# Data in this exercise:
———

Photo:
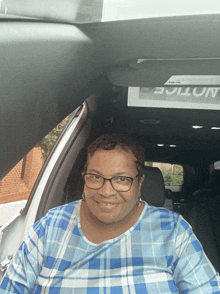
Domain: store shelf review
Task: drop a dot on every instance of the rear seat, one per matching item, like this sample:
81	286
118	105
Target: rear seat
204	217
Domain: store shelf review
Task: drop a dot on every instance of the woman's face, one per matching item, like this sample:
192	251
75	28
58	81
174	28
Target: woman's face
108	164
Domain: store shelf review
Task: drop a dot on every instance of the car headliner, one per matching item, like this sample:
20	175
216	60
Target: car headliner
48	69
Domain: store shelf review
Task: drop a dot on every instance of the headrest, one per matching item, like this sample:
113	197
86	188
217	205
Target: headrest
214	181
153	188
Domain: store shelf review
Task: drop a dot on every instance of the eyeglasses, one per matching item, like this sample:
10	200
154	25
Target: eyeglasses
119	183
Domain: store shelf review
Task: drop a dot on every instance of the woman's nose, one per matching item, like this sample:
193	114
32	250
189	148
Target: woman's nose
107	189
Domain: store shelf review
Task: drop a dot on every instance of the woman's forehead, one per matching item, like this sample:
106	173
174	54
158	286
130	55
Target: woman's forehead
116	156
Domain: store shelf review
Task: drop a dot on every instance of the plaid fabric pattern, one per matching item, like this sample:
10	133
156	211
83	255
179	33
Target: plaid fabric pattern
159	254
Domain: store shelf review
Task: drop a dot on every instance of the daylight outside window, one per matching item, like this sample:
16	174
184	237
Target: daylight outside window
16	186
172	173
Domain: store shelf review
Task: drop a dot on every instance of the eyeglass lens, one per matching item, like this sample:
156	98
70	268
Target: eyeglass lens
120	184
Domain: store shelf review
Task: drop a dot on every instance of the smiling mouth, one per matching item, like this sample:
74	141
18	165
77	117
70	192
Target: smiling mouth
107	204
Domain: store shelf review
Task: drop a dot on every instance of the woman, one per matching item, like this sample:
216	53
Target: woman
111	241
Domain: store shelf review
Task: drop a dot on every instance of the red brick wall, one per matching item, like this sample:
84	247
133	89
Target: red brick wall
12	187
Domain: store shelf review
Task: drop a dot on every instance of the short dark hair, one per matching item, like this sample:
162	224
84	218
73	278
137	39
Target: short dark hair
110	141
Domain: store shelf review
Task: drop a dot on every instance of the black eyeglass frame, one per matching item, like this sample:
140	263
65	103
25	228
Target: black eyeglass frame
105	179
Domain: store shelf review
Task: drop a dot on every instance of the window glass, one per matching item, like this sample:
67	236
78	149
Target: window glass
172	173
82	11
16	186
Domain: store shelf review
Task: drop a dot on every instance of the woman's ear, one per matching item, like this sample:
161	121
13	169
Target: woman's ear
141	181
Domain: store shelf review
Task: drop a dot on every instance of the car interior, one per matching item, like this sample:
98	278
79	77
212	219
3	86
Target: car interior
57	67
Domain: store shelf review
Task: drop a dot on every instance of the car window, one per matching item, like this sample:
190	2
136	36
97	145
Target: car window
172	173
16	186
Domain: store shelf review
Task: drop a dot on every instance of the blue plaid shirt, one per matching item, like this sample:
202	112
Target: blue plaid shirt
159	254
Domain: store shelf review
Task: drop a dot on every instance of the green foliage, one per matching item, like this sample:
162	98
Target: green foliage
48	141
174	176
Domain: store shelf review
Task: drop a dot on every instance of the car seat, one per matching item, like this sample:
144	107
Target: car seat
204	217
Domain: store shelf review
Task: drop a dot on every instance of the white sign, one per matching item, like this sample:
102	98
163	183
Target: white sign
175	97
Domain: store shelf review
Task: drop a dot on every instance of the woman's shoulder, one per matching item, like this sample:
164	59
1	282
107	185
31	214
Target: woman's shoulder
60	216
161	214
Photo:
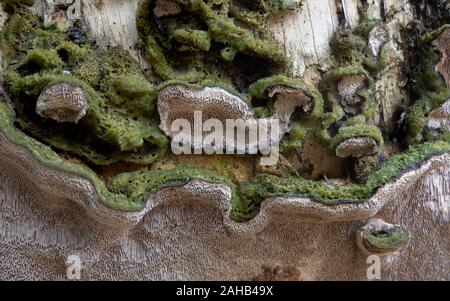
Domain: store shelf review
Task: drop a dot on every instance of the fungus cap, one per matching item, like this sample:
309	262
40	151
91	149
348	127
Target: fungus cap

———

# Task goal:
Which lines in the items above contain the word "headliner"? Copy each of them in full.

# Problem solution:
Task: drop a dot on every instance of the car headliner, one per matching item, like this sample:
Target: car headliner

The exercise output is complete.